-- PASSAGE GIVEN --
So, what tells us that it should be -тан after 18 ? Well, basically the way that the numeral is pronounced, вун саккӑр is "eighteen" in Chuvash (lit. ten eight). How do we deal with this? Well, the way is to create a set of symbols, similar to the back vowel symbol that cover all the possible cases. We need at least:

  • Front vowel, back vowel
  • , , or consonant, other consonant

Thus we could have %{э%} for front vowel and %{а%} for back vowel and %{л%} for , , or and %{с%} for other. Here is an excerpt from a transducer in lexc that handles numeral expressions:

LEXICON NUM-DIGIT

%<num%>:%- CASE ;

LEXICON LAST-DIGIT

1:1%{э%}%{л%}    NUM-DIGIT ; ! "пӗр"

-- STATED TASK 1 --
In the saved data entries, rewrite the stretch from the line containing "Please mark the hazy" through the line containing "Please mark the small tree", replacing "sky" with "cloud cover" and leaving everything else unchanged.

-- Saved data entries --
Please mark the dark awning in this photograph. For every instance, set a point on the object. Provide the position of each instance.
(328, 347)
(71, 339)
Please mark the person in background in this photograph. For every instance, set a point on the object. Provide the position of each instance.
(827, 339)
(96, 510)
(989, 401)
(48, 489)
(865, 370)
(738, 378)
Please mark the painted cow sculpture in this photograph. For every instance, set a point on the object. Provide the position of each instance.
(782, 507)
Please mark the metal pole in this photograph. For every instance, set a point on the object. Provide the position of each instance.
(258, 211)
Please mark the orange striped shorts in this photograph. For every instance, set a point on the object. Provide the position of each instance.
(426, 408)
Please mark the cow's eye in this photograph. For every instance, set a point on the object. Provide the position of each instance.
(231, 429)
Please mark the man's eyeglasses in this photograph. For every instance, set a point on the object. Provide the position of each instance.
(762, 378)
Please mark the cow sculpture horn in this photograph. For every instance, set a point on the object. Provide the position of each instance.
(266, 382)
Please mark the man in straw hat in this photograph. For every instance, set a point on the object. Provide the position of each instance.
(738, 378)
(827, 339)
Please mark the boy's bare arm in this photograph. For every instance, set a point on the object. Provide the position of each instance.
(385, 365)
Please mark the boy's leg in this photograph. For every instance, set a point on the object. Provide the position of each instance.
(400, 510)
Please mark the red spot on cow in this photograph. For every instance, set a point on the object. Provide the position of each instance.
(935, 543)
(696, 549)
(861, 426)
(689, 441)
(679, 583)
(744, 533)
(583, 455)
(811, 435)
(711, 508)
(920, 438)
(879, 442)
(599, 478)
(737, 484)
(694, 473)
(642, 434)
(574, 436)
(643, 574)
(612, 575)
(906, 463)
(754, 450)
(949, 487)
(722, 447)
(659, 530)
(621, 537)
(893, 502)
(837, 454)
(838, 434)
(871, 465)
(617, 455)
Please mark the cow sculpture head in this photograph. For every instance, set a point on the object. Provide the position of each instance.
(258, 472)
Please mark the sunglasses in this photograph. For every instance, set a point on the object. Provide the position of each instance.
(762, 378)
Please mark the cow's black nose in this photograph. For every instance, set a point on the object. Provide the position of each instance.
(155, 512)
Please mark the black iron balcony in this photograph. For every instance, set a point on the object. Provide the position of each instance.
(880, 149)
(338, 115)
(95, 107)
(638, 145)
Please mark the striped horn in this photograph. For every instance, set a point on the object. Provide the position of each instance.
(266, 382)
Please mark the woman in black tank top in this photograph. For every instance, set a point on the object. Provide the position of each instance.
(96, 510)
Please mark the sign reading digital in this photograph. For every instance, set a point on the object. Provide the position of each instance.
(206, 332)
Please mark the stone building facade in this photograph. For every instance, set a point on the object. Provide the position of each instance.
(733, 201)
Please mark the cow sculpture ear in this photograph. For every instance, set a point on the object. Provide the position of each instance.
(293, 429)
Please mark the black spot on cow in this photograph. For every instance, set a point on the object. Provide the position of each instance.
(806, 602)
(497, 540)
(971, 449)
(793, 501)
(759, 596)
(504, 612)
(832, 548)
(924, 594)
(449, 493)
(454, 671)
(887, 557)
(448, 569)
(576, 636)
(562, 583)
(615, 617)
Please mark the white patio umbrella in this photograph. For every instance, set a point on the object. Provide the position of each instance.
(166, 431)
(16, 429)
--
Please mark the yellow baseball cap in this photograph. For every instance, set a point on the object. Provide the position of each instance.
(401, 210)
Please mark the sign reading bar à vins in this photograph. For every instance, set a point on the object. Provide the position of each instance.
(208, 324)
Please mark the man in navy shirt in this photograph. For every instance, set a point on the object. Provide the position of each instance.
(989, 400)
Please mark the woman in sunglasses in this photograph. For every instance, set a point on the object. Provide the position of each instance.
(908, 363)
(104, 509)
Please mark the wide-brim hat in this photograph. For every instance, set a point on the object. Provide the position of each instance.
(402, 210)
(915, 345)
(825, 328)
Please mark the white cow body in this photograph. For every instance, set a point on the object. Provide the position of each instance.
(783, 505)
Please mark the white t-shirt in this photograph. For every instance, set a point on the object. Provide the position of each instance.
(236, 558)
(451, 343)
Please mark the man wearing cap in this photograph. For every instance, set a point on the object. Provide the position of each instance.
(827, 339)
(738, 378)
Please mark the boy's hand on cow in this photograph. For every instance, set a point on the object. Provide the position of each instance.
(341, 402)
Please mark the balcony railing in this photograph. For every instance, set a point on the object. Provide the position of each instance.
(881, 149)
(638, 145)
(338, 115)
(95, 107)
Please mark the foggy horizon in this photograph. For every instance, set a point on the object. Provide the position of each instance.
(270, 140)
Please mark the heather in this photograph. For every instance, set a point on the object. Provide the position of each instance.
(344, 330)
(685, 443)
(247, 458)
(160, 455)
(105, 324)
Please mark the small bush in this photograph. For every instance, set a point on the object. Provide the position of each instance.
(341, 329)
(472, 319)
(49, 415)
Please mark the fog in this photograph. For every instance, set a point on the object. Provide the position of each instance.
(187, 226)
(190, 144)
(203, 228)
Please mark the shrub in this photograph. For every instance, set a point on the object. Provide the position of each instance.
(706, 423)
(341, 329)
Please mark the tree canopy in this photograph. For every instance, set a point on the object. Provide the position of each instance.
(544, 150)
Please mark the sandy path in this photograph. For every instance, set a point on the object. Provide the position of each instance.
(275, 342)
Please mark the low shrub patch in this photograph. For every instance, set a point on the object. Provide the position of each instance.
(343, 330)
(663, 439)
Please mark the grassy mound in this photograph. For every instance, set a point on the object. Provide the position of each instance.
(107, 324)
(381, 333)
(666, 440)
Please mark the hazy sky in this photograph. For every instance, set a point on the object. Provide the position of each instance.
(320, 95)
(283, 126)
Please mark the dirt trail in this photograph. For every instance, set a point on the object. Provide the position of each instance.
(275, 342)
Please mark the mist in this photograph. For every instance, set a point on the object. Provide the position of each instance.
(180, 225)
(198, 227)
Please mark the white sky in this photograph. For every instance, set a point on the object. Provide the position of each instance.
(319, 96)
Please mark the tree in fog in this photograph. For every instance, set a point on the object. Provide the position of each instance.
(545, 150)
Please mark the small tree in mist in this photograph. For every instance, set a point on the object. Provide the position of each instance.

-- STATED TASK 2 --
According to the passage on Chuvash numerals, what does вун саккӑр mean?

-- EXERCISE RESULT 1 --
Please mark the hazy cloud cover in this photograph. For every instance, set a point on the object. Provide the position of each instance.
(320, 95)
(283, 126)
Please mark the dirt trail in this photograph. For every instance, set a point on the object. Provide the position of each instance.
(275, 342)
Please mark the mist in this photograph. For every instance, set a point on the object. Provide the position of each instance.
(180, 225)
(198, 227)
Please mark the white cloud cover in this photograph. For every instance, set a point on the object. Provide the position of each instance.
(319, 96)
Please mark the tree in fog in this photograph. For every instance, set a point on the object. Provide the position of each instance.
(545, 150)
Please mark the small tree in mist in this photograph. For every instance, set a point on the object. Provide the position of each instance.

-- EXERCISE RESULT 2 --
It means "eighteen," literally "ten eight."